[WHAT IS NEEDED]
From the entries below, copy every line that has the word "hair".
-*-
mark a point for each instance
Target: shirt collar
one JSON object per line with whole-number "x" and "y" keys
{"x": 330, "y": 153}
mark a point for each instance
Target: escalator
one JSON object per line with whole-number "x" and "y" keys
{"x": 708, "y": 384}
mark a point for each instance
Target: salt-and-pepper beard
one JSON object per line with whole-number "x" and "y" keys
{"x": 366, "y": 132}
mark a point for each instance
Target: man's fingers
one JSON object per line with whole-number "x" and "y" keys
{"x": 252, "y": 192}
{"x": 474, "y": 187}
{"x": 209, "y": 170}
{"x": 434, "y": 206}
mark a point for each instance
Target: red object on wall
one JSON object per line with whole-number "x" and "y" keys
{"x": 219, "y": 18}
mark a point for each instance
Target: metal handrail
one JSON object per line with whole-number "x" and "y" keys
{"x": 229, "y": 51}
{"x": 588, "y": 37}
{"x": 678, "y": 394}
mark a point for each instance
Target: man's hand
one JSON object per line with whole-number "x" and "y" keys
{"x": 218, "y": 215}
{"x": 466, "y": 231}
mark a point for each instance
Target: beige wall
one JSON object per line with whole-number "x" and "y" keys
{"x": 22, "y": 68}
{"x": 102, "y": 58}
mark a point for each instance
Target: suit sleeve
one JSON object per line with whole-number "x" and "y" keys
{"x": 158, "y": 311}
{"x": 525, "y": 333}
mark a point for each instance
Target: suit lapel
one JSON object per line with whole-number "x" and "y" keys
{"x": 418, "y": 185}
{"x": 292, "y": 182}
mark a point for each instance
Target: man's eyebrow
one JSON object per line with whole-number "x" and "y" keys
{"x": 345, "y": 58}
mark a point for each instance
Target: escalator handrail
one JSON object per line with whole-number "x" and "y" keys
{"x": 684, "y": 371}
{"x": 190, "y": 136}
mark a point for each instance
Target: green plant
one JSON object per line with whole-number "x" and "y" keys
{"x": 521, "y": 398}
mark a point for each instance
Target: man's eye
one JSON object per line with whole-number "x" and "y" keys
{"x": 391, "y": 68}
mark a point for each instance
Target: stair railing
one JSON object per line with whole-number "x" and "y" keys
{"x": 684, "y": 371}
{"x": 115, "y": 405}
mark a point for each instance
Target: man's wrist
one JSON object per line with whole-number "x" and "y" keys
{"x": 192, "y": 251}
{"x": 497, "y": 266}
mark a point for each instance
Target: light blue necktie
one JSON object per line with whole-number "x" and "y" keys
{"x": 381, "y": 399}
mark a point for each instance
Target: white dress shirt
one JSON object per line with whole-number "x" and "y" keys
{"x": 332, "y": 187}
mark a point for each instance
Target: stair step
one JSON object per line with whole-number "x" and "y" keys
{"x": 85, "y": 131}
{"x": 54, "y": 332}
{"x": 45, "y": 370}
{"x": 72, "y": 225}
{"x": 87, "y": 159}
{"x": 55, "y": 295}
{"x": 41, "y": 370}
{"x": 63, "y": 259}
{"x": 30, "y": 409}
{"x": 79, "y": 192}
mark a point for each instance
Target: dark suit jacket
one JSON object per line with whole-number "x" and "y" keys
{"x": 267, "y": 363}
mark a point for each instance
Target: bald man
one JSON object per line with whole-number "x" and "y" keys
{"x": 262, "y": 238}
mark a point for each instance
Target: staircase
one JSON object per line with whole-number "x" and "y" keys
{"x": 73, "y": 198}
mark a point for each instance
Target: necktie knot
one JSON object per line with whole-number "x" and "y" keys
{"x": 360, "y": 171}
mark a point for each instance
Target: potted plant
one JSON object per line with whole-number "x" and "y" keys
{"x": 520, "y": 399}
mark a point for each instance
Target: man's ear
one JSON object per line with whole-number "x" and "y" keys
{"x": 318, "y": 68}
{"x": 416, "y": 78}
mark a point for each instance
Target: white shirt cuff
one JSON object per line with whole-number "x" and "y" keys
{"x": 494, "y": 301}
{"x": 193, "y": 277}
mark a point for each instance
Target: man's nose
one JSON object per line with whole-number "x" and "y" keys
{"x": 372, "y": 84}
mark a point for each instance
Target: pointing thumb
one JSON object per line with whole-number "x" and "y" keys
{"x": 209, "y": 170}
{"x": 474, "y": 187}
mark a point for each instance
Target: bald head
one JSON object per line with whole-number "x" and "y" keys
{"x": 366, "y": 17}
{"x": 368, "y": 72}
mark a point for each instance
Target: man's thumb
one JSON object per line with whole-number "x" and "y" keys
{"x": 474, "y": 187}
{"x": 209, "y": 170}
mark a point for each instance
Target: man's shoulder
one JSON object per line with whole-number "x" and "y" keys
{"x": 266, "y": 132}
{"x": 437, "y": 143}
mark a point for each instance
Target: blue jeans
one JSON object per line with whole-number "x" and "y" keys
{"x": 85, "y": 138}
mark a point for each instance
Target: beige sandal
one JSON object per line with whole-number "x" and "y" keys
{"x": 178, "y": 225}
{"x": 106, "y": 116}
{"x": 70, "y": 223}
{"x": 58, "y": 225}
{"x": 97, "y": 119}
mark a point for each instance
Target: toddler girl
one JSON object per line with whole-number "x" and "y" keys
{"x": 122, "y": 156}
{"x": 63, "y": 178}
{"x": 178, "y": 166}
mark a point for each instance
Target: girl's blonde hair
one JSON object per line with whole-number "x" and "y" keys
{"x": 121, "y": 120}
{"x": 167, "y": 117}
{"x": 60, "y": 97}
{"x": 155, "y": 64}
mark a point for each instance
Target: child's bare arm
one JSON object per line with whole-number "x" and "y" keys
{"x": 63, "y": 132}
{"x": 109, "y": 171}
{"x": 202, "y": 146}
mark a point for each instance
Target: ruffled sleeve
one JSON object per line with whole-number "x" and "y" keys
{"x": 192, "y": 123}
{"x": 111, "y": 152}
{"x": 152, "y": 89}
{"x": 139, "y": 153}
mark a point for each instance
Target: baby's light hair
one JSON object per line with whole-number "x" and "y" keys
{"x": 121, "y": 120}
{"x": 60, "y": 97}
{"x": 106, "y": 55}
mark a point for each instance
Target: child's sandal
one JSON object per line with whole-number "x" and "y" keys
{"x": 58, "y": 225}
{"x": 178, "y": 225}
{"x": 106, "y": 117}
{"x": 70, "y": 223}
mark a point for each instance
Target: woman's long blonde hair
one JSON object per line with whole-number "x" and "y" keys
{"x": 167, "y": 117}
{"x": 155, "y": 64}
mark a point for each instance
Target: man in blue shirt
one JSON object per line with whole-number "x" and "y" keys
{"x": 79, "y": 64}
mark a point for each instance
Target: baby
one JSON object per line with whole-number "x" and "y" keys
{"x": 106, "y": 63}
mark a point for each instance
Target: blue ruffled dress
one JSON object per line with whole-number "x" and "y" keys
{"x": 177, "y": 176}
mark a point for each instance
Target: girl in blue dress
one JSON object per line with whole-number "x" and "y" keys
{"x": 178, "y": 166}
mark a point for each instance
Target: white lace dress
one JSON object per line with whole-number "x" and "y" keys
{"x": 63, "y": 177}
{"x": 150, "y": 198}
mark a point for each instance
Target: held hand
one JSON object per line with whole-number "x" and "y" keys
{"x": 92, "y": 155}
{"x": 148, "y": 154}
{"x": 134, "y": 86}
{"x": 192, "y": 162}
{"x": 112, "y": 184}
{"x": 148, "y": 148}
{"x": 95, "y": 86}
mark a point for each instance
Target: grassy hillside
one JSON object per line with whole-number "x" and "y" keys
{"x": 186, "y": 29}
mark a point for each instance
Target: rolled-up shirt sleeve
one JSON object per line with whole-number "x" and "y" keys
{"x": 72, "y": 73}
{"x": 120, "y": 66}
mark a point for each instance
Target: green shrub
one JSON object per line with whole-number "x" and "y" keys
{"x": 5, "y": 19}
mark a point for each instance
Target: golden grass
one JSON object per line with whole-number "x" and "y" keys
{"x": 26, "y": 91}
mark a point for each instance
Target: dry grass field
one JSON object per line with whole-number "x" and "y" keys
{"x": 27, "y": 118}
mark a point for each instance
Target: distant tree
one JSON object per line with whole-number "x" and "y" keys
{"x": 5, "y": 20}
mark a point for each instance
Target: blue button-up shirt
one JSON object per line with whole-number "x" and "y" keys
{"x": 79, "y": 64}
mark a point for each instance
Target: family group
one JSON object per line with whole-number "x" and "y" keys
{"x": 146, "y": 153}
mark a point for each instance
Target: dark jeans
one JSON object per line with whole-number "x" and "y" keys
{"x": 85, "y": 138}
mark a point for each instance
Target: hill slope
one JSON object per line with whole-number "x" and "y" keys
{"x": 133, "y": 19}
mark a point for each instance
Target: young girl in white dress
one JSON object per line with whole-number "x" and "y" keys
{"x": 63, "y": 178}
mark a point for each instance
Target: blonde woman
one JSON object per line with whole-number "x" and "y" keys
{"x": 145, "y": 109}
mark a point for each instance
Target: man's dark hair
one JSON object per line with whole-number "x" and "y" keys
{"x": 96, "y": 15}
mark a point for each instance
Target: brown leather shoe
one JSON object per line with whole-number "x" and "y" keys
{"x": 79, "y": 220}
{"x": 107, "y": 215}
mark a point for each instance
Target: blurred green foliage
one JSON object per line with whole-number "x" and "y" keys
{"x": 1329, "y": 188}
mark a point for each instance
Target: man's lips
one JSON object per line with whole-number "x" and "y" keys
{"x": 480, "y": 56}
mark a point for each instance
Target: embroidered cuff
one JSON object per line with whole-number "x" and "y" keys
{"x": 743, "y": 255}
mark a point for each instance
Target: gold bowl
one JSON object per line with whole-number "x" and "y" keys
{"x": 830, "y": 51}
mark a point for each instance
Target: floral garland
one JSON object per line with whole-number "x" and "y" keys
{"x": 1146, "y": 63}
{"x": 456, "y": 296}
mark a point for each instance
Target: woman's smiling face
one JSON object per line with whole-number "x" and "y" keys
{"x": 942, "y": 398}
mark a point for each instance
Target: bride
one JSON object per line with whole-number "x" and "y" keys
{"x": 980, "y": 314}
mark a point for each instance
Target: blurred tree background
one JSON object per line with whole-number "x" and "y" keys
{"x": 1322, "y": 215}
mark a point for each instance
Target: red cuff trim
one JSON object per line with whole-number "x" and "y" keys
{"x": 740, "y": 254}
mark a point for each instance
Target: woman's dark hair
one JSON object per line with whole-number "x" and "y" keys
-*-
[ANSWER BOX]
Target: girl's blonde hair
Target: baby's light hair
Target: woman's long blonde hair
Target: man's dark hair
Target: woman's dark hair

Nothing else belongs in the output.